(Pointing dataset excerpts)
━━━━━━━━━━━━━━━━━━━━━━━━━━━━━━

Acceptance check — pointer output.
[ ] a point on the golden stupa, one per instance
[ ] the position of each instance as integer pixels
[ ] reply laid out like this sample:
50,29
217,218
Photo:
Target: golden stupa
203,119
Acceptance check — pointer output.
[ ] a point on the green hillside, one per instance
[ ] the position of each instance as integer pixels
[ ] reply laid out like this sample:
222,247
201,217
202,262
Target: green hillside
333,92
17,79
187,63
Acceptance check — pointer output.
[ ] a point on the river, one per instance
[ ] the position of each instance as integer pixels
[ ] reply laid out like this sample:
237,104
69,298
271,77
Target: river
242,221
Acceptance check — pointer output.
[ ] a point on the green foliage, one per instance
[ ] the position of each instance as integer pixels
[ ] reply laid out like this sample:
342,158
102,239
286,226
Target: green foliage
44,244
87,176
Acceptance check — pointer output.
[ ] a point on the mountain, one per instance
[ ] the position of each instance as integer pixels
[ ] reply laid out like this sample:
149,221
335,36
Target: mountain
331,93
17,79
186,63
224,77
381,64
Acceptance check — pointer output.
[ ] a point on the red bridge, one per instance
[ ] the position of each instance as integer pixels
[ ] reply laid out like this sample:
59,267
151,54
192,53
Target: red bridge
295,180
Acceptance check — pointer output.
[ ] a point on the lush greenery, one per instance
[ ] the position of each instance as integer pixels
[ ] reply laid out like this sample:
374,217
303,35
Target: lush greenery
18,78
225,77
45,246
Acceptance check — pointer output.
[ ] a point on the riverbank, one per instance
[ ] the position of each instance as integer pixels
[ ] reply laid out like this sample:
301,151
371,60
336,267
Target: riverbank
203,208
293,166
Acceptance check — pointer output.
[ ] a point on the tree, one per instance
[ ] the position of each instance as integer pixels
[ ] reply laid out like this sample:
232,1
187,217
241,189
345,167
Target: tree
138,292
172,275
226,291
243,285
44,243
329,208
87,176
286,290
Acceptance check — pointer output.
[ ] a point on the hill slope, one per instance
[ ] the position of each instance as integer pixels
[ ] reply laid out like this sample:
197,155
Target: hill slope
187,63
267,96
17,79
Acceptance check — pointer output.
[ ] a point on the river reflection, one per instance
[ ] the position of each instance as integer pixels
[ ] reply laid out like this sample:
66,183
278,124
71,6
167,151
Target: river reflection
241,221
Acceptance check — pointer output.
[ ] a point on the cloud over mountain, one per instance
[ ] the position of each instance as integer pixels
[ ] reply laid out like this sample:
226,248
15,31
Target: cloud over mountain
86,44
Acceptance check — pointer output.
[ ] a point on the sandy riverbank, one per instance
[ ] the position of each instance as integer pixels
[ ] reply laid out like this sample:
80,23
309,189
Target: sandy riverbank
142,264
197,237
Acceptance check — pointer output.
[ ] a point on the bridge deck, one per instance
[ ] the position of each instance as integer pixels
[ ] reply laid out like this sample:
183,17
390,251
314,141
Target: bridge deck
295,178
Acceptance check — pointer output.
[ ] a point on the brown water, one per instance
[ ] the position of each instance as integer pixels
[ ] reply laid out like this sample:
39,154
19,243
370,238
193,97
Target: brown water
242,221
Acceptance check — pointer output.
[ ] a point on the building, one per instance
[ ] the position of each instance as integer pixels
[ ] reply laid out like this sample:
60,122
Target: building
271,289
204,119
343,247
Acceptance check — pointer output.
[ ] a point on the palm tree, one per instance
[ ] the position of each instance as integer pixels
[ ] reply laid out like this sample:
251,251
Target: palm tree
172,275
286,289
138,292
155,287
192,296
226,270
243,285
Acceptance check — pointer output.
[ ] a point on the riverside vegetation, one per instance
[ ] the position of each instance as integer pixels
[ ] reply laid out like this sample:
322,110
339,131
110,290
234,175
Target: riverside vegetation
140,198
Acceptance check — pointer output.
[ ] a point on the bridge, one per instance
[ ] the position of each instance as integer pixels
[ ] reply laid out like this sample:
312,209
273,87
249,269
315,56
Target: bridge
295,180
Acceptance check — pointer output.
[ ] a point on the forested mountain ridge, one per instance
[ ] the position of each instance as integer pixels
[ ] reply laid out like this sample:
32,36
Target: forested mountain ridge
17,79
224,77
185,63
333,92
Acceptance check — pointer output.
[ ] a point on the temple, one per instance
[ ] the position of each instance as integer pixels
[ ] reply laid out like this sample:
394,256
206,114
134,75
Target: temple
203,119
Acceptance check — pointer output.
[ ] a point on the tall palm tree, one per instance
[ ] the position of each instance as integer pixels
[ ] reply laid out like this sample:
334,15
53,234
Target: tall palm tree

━━━━━━━━━━━━━━━━━━━━━━━━━━━━━━

> _Task statement_
Report how many lines in the rows above contain the string "sandy". Reply with the number only.

> _Right answer_
2